▶ **TO DO**
A. Answer these questions from the forum thread on Calgon:
(i) How often does Ghosty use the Calgon treatment on the tanks?
(ii) How much warm water does Ghosty add along with the capful?
(iii) What does 7heaven put in the black tank along with Calgon each trip?
B. Reproduce the forum thread on Calgon between "and you will" and "gotta love TEXAS...", inclusive.

▶ **TEXT EXCERPT**
--- --- ---
# Calgon -- To The Rescue



## Ghosty (Jan 17, 2005)

Just a quick little tip for getting everything out of those Black and Grey tanks

Now i only do this every four dumps -- but let me tell you -- it does make a difference -- it takes the tanks from clean to squeeky clean...

Of course the reason I don't do it every time is because I am toooo cheap ...

BUT - and i digress -- get yourself some CALGON WATER SOFTNER at your local grocery store -- get the liquid --

http://www.calgon.us/

and add a good capful right before you head out with a gallon of warm water so it has time to slosh around --

and you will be amazed at what it loosens up ... makes the whole tank slick as a goose .... nothing hangs on...

just thought i share --

now this is also when I tell you that I write this as i sit on the beach of Corpus Christi during spring break with it being 88 degrees and sunny --







-- gotta love TEXAS...


----------



## summergames84 (Mar 6, 2004)

Shout out to Ghosty in Corpus! Thanks for the tip. Will be adding Calgon to the list of items needed by next weekend.


----------



## 2500Ram (Oct 30, 2005)

Ghosty said:


> now this is also when I tell you that I write this as i sit on the beach of Corpus Christi during spring break with it being 88 degrees and sunny --
> 
> 
> 
> ...


Thanks for the tip









Spring break, 88* Well it's cold and snowed a few inches yesterday. Enjoy your weather. We'll be camping soon enough.

Bill.


----------



## Beerman (Nov 14, 2005)

Hey Ghosty,

You got room on that beach for another 23RS? I got beer!

Beerman


----------



## 7heaven (Jun 4, 2005)

We use a cap full of Calgon and Tide in the black tank each trip. Since I have no quickie flush, it's worth the expense!


----------



## PDX_Doug (Nov 16, 2004)

Only 88 degrees, Ghosty?

Man, you must have that furnace cranked!









Happy Trails,
Doug


----------



## campmg (Dec 24, 2005)

newbie alert - do you just poor it down the toilet to get it in the tank?


----------



## HootBob (Apr 26, 2004)

Another good tip from Ghosty









Don


----------



## 7heaven (Jun 4, 2005)

yes, just pour it down the toilet, the same you do with the blue stuff.


----------



## h2oman (Nov 17, 2005)

I love and hate softened water. Just remember that what it does to the doodoo in your tank it is also doing to your tank. And pipes and fixtures etc...
--- --- ---
▶ **DATASET**
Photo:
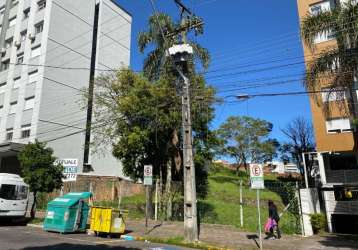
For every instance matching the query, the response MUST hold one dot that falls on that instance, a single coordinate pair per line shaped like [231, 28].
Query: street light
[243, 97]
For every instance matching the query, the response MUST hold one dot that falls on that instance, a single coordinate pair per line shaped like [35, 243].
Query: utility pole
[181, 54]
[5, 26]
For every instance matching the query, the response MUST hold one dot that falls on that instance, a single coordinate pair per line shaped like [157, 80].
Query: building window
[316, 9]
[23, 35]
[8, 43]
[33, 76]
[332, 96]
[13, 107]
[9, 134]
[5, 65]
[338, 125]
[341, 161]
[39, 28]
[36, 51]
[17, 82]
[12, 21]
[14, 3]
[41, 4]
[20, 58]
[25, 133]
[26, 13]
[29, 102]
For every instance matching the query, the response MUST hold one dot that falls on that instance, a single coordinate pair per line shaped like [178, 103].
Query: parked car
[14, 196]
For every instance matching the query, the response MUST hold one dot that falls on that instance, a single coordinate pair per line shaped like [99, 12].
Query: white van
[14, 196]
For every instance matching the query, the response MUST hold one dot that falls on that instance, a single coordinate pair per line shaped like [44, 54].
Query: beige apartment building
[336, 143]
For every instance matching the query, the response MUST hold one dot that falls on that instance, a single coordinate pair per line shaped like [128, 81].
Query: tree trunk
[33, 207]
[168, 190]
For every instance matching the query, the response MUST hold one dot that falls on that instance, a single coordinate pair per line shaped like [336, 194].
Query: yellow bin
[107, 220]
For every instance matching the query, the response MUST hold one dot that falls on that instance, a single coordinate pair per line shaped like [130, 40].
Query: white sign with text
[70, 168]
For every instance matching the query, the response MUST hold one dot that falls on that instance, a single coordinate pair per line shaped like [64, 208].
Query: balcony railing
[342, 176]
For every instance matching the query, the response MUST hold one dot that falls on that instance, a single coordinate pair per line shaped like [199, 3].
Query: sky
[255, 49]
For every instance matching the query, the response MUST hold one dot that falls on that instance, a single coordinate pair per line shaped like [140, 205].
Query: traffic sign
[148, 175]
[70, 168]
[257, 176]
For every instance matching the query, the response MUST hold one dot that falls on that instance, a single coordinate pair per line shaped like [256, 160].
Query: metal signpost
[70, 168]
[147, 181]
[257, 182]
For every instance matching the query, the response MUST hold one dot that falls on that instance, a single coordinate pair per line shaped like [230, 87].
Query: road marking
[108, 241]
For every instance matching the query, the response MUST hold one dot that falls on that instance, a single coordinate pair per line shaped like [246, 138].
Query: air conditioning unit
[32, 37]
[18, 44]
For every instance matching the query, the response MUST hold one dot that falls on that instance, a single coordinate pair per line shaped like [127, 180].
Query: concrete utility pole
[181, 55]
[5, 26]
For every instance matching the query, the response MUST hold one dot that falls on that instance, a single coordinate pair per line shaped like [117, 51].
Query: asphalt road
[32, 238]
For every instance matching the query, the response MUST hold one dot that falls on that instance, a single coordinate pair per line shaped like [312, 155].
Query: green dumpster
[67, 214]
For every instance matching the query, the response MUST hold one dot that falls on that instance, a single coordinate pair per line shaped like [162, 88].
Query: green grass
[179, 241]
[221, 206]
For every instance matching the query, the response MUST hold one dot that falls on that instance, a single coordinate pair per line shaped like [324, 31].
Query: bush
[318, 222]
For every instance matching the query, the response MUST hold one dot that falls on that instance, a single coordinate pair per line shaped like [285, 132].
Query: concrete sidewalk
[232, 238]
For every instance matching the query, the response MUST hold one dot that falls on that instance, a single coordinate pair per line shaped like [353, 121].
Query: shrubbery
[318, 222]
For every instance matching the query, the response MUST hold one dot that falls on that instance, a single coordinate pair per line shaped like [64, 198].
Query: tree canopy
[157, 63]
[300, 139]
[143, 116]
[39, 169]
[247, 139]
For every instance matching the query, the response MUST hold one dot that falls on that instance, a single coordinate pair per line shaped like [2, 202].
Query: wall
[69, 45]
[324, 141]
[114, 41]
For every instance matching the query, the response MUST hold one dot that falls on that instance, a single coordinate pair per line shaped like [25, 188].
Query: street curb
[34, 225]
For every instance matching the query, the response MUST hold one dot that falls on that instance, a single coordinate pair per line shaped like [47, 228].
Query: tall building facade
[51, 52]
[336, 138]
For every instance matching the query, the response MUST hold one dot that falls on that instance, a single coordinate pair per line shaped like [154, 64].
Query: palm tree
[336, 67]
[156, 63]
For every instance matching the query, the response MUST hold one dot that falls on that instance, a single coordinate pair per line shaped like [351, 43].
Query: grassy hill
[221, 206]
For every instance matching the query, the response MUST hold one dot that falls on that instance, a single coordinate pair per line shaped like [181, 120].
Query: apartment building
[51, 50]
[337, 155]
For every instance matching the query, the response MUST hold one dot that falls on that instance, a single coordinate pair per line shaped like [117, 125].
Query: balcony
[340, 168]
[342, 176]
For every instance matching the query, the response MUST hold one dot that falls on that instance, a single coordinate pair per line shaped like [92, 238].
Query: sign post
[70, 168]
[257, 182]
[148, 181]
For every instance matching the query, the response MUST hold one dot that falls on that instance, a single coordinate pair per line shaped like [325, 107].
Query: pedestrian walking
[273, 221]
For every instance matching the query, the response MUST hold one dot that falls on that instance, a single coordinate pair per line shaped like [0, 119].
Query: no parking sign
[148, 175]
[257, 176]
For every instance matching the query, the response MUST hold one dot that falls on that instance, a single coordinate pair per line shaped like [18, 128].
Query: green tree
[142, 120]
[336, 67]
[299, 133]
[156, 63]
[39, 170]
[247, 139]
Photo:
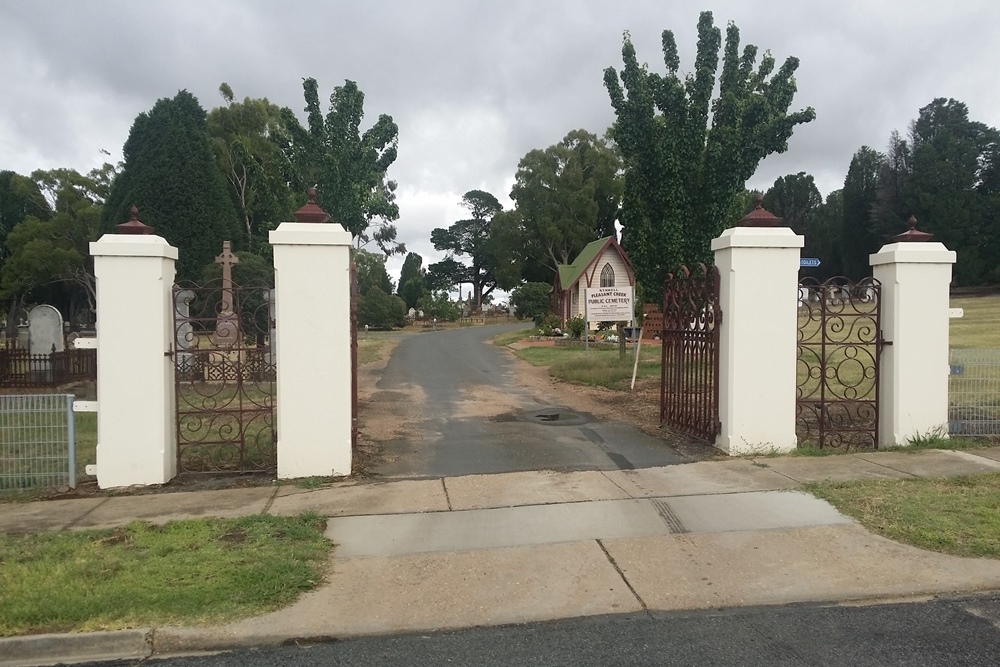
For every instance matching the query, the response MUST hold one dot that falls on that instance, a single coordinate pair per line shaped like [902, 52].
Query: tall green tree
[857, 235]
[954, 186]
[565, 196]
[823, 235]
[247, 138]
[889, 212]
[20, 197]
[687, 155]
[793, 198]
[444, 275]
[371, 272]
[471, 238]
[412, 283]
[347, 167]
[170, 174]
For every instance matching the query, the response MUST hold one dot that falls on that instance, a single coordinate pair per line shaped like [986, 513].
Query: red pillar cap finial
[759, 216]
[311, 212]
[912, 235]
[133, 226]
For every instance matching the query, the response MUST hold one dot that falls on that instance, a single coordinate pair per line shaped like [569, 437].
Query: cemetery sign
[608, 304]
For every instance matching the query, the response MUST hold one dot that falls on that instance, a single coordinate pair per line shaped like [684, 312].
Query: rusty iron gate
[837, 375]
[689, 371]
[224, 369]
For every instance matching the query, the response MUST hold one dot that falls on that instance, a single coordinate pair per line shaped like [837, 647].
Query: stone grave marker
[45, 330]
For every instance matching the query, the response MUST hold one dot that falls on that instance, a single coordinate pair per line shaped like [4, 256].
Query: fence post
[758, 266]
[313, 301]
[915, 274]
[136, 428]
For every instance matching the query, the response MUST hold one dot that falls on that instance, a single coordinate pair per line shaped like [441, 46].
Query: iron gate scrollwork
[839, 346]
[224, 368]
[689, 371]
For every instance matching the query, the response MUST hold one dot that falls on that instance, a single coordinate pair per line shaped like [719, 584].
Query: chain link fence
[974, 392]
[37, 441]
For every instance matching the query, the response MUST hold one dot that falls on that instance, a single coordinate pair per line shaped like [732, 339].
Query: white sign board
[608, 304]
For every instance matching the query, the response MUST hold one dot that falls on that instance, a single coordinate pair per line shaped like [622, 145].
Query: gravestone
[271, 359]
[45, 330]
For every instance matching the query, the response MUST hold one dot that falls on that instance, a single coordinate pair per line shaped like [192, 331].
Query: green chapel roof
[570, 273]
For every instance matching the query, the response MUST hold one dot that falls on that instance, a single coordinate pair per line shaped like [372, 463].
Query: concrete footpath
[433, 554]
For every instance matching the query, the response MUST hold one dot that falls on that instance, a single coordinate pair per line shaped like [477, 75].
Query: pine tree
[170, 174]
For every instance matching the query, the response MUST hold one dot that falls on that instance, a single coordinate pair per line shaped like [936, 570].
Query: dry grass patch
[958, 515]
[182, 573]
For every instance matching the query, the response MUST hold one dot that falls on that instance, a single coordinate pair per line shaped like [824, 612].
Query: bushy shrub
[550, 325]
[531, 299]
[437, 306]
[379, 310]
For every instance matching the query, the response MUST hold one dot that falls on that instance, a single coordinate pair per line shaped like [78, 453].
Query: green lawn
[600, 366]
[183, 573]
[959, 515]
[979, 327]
--- --- ---
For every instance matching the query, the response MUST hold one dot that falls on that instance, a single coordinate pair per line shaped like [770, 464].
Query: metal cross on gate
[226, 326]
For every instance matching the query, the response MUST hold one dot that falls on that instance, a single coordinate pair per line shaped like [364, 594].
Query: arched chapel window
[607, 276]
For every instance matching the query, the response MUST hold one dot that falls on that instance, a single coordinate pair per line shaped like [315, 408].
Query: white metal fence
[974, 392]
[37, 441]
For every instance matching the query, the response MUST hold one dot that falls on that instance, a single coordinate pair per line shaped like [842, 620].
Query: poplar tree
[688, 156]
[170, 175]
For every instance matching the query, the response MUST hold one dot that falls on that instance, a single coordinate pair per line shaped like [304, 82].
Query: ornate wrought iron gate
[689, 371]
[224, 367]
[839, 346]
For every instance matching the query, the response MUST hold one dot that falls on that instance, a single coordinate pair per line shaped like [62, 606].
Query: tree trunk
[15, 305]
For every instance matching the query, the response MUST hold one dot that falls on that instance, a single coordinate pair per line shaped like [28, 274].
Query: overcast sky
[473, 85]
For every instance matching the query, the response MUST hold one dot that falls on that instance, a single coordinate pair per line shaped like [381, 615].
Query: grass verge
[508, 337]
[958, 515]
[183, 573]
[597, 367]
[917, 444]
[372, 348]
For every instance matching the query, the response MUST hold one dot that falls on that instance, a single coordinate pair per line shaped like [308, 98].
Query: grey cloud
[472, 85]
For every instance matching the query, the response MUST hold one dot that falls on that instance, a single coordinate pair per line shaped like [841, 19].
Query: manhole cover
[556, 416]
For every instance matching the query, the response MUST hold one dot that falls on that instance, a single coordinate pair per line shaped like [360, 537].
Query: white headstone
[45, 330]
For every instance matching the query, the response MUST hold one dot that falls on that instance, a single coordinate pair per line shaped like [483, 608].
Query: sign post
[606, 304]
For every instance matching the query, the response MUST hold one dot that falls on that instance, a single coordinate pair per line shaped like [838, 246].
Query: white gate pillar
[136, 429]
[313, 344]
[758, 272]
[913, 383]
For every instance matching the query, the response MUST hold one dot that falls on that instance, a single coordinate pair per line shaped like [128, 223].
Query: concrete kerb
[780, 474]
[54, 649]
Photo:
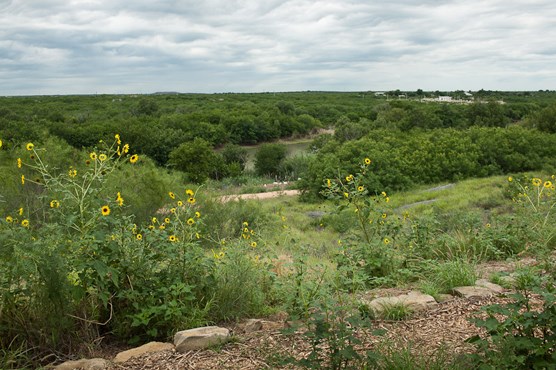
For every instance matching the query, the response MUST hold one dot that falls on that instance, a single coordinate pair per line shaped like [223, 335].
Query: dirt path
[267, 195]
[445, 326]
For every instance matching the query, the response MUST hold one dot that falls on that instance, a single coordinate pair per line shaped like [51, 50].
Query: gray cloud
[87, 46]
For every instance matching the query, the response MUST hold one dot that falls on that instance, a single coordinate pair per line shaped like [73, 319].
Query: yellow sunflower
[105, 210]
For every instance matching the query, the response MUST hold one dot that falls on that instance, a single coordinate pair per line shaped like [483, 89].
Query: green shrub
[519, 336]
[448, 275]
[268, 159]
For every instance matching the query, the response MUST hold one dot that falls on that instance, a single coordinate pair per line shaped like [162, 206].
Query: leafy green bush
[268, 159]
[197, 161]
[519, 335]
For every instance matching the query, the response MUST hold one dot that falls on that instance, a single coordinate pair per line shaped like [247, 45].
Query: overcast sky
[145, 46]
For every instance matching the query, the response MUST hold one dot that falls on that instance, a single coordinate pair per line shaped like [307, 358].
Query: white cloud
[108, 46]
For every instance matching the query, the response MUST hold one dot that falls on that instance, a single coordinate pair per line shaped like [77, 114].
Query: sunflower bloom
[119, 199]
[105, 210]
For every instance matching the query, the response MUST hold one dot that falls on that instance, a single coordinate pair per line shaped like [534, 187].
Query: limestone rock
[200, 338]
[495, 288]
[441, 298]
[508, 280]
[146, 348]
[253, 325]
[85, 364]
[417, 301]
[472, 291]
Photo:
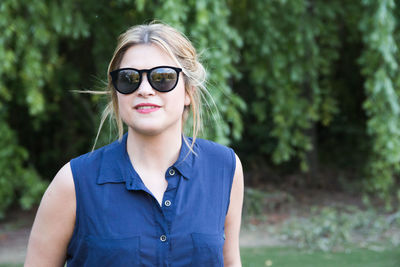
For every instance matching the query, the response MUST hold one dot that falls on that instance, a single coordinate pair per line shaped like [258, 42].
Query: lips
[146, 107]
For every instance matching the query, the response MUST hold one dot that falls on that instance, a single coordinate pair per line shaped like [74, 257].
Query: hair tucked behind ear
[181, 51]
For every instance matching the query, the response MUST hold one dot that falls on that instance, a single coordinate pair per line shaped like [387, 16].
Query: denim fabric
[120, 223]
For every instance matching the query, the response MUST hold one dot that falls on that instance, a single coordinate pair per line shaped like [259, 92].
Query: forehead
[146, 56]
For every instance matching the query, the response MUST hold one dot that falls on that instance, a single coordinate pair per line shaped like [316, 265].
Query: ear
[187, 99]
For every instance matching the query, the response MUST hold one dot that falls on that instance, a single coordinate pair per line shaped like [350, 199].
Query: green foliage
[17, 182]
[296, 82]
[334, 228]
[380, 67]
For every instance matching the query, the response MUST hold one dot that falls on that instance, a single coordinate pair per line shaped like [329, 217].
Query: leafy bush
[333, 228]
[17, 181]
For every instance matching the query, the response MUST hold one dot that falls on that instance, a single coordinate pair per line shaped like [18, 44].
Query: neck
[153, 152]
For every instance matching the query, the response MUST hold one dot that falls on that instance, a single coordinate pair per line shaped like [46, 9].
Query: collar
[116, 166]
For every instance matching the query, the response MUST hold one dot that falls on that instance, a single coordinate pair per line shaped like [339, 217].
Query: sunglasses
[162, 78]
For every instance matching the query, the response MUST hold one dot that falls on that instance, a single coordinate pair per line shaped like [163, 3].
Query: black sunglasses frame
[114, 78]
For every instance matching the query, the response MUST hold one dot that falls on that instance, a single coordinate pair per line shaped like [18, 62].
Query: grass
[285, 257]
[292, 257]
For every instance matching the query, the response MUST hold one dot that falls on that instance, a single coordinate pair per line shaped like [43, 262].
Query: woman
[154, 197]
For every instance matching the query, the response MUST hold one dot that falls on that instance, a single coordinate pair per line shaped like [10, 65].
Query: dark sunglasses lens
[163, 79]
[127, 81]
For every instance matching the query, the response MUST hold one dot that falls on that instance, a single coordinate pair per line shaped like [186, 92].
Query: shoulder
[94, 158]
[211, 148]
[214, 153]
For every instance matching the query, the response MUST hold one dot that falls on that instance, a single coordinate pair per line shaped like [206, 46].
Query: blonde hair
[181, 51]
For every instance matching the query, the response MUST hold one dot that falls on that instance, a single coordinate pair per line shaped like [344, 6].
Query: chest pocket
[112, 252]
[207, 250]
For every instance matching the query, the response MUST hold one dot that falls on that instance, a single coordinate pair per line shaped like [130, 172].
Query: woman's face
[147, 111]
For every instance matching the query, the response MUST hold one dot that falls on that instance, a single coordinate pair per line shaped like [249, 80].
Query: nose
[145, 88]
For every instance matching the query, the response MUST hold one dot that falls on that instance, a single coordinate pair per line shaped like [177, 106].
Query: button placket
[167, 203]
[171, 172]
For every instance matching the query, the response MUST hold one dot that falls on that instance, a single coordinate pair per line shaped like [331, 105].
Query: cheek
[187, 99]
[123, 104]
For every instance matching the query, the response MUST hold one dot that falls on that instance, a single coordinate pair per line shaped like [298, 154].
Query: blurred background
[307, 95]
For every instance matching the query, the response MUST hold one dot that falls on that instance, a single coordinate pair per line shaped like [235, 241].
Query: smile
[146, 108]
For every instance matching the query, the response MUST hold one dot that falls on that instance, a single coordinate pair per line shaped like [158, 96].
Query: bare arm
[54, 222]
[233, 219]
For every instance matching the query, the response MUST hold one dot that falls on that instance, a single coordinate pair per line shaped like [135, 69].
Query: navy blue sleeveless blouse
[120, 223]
--- --- ---
▶ **EXERCISE RESULTS**
A.
(i) Every four dumps.
(ii) A gallon.
(iii) Tide.

B.
and you will be amazed at what it loosens up ... makes the whole tank slick as a goose .... nothing hangs on...

just thought i share --

now this is also when I tell you that I write this as i sit on the beach of Corpus Christi during spring break with it being 88 degrees and sunny --







-- gotta love TEXAS...